Try it
Output the lines below exactly, please, from the first line until the line with "2L3 1L0 148L100", counting both.

Stored records
- - -
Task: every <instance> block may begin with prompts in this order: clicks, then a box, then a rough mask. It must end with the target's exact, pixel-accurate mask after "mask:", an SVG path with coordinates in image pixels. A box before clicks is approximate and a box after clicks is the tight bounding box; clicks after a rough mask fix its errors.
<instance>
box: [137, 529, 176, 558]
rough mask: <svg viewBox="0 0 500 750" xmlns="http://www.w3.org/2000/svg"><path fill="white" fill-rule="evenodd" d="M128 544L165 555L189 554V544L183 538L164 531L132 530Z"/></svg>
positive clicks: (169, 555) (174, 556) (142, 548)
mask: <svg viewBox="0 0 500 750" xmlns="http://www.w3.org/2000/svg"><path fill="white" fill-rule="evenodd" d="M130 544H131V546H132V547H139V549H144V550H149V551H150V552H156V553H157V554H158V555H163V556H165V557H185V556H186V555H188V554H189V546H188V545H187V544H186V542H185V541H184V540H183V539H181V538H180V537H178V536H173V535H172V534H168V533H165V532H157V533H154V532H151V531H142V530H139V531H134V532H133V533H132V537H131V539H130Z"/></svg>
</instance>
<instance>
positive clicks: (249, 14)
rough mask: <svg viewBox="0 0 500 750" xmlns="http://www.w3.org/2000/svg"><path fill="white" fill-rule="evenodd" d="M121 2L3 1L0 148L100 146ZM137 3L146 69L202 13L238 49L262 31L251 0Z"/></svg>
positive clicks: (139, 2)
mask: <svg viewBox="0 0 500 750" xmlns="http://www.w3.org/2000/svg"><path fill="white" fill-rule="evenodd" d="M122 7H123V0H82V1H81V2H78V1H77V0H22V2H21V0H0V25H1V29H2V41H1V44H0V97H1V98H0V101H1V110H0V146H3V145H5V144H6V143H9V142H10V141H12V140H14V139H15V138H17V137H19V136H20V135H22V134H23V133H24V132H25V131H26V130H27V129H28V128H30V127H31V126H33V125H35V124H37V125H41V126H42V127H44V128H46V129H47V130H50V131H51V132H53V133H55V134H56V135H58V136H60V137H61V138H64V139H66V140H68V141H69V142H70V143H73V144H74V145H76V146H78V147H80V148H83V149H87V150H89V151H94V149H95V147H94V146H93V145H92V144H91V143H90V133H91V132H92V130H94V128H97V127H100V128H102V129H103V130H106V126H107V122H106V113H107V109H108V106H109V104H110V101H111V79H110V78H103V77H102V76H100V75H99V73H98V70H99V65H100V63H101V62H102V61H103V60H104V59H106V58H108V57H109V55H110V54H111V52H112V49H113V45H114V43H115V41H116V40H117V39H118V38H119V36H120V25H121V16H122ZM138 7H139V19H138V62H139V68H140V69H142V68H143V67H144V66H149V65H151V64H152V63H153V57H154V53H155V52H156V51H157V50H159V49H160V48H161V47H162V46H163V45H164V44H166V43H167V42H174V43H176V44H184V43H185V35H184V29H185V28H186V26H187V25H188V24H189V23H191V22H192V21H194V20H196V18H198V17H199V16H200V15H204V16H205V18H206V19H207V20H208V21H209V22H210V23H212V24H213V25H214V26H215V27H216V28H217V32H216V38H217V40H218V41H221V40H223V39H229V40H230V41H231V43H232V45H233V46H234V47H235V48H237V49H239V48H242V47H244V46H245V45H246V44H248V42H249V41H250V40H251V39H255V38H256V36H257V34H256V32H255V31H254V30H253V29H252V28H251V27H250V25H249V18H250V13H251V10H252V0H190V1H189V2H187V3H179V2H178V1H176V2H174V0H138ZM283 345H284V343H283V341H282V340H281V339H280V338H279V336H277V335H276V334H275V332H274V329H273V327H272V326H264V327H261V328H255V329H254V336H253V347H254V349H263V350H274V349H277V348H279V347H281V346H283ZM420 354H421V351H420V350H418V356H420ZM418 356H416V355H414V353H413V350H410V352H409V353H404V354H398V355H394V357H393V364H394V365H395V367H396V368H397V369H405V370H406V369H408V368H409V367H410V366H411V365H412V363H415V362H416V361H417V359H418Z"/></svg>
- - -
Answer below
Task: every <instance> block may begin with prompts in this order: clicks, then a box, then a rough mask. It must end with the target's exact, pixel-accurate mask after "mask:", an SVG path with coordinates in image pixels. A box before clicks is approximate and a box after clicks is the tight bounding box; clicks after a rough mask fix its errors.
<instance>
box: [137, 529, 176, 558]
rough mask: <svg viewBox="0 0 500 750" xmlns="http://www.w3.org/2000/svg"><path fill="white" fill-rule="evenodd" d="M128 544L165 555L189 554V544L183 538L164 531L132 530Z"/></svg>
positive clicks: (169, 555) (174, 556) (142, 548)
mask: <svg viewBox="0 0 500 750" xmlns="http://www.w3.org/2000/svg"><path fill="white" fill-rule="evenodd" d="M130 544H131V546H132V547H139V549H144V550H149V551H150V552H156V553H157V554H158V555H163V556H165V557H185V556H186V555H188V554H189V546H188V545H187V544H186V542H185V541H184V540H183V539H181V538H180V537H178V536H173V535H172V534H168V533H165V532H157V533H154V532H151V531H142V530H139V531H134V532H133V533H132V537H131V539H130Z"/></svg>
</instance>
<instance>
positive clicks: (249, 14)
rough mask: <svg viewBox="0 0 500 750" xmlns="http://www.w3.org/2000/svg"><path fill="white" fill-rule="evenodd" d="M121 2L3 1L0 148L100 146ZM137 3L146 69L202 13L238 49L262 31L251 0Z"/></svg>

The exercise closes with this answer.